Exercise 1: In the write-up about moving from OpenAI to a multi-model aggregator, which two SDK settings were replaced to make the switch?
Exercise 2: Pick up the account of the move from OpenAI to a multi-model aggregator after its last sentence and keep writing it.

Text shown:
╔══

Until late 2025 we ran everything chat-related through OpenAI directly. One account, one key, one bill. In January 2026 we migrated to a multi-model aggregator. Here's what actually happened.

What we had

  • OpenAI enterprise tier — $~$8k/month across all surfaces
  • All chat completions on gpt-4o or gpt-4o-mini
  • One embedding model, one image model (DALL-E 3)
  • Direct SDK integration in four services

What triggered the move

  • Claude Opus 4.6 was scoring noticeably better on our agentic coding evals
  • Gemini 3 Pro became the clear winner for long-context document analysis
  • We wanted to test open-source models (DeepSeek, Llama 4) without standing up inference infrastructure
  • Running five providers meant five contracts, five billing cycles, five rate limit dashboards

The migration

We switched to an OpenAI-compatible aggregator (this one, actually — we use our own product in production). The entire change was replacing baseURL and apiKey in the SDK. Code diff was 8 lines across the four services.

╚══

Recorded data:
╔══

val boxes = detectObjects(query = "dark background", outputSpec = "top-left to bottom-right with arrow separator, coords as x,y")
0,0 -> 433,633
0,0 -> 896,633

╚══

Final answer 1: baseURL and apiKey

Final answer 2:
// Before
const openai = new OpenAI({ apiKey: process.env.OPENAI_KEY });

// After
const openai = new OpenAI({
  apiKey: process.env.AIGEN_KEY,
  baseURL: 'https://aimarcus.eu/aigenerate/api/v1',
});

What changed in the bill

  • Chat (GPT-4o → mixed GPT-4o + Claude Sonnet based on task): -22%
  • Agentic coding (moved to Claude Opus): +8%, but evals improved 15 points
  • Long-context analysis (moved to Gemini 3 Pro): -40%
  • Image generation (moved from DALL-E 3 to Nano Banana): -65%

Net effect on monthly bill: -28%. Better model choice on each surface + lower per-token rates from upstream aggregators that we don't have to negotiate directly.

Three things that went wrong

  • Streaming SSE format differences. Claude streams slightly differently from OpenAI. Our client-side buffer logic broke for about 10 minutes until we added a compatibility shim.
  • Token counting. Different models tokenize differently. Our internal "tokens used per conversation" metric needed to be re-calibrated per model.
  • Caching keyed on model name. Our prompt cache used gpt-4o as the key. When we started routing some requests to Claude, we got stale cache hits. Lesson: always include model in cache keys.

Would we do it again?

Yes — for three reasons unrelated to cost.

  • Optionality. When OpenAI had a 40-minute outage on April 3rd, our chat surface kept running because traffic failed over to Anthropic and Gemini automatically. That alone is worth the migration.
  • Model parity is over. There is no "the best model" in 2026. There's a best model for each task. Aggregation is how you actually use that fact.
  • One bill. Finance wanted this more than engineering did. One invoice, one vendor relationship, one contract for 12 providers.

If you're running any meaningful volume on a single provider, the switch pays for itself the first month.